TASK DIRECTIONS — In the records below, reproduce word for word every line from the one containing "of the neck." up to and including the one containing "x=112 y=207".

INPUT DATA —
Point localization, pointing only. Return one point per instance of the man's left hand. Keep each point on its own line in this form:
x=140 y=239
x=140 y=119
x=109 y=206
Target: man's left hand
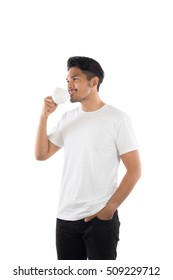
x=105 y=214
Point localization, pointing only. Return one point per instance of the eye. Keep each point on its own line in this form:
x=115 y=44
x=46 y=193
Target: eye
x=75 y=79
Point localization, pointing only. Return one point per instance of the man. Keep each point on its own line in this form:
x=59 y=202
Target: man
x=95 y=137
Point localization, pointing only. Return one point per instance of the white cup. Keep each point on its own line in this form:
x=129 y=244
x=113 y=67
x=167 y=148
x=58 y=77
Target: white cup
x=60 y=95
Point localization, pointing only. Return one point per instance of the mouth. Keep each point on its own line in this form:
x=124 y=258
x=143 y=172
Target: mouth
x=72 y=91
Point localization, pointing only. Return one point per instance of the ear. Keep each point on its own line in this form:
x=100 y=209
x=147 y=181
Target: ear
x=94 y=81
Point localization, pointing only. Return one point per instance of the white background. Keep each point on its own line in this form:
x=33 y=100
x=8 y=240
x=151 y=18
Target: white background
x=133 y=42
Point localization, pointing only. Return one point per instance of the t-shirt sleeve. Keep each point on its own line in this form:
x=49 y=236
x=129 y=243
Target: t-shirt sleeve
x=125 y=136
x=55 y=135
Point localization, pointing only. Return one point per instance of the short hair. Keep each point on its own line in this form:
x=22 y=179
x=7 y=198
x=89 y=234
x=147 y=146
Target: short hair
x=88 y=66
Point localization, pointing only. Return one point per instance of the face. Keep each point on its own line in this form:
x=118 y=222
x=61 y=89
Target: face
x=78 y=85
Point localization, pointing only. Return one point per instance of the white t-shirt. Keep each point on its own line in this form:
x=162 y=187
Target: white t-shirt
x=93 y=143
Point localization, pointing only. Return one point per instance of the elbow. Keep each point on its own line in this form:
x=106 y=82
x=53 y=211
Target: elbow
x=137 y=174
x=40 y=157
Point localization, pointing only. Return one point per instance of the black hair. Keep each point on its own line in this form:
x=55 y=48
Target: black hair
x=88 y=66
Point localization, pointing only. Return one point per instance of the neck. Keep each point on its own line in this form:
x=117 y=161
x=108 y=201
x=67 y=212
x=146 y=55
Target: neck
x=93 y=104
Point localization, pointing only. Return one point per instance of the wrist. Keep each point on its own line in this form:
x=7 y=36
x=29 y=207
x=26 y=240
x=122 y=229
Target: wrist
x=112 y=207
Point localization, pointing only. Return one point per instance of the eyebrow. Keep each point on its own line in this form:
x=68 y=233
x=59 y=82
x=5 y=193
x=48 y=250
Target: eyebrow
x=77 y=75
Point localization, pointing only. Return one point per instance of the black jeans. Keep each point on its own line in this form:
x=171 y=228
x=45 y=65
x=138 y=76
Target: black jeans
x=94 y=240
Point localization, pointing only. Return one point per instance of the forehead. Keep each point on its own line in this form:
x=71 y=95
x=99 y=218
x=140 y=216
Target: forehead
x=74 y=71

---

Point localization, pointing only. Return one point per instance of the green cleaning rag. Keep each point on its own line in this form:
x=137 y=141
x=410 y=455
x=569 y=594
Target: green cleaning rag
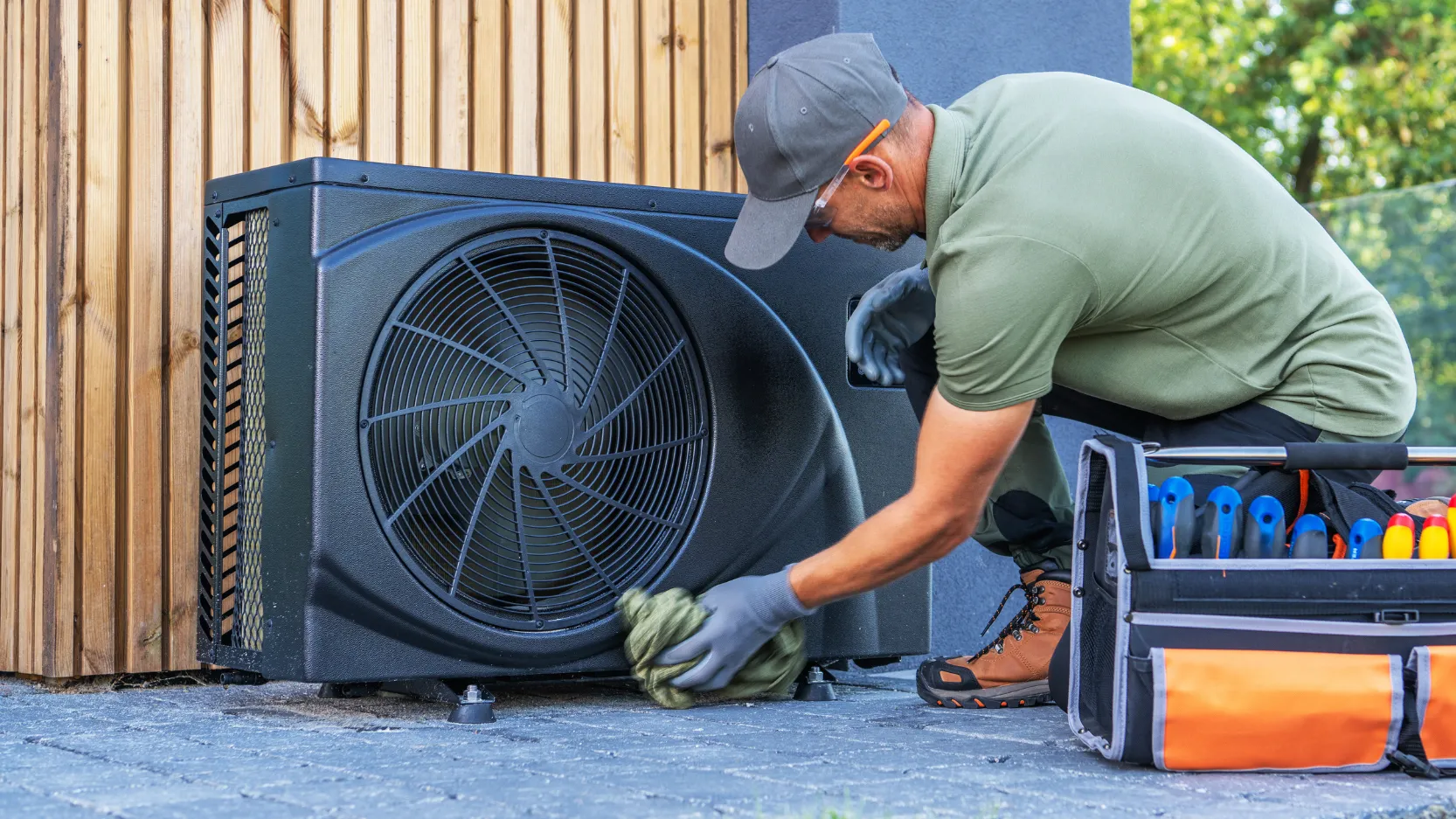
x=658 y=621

WORKED ANSWER —
Point localization, pointing only. Return one point per instance of the neck. Keep each point on its own line in this form:
x=117 y=161
x=108 y=201
x=67 y=212
x=146 y=55
Target: neck
x=93 y=104
Point localization, pointing only. Return one point per instance of the wrist. Keep each point on its own line in this form:
x=7 y=36
x=29 y=207
x=26 y=240
x=122 y=229
Target: wrist
x=112 y=207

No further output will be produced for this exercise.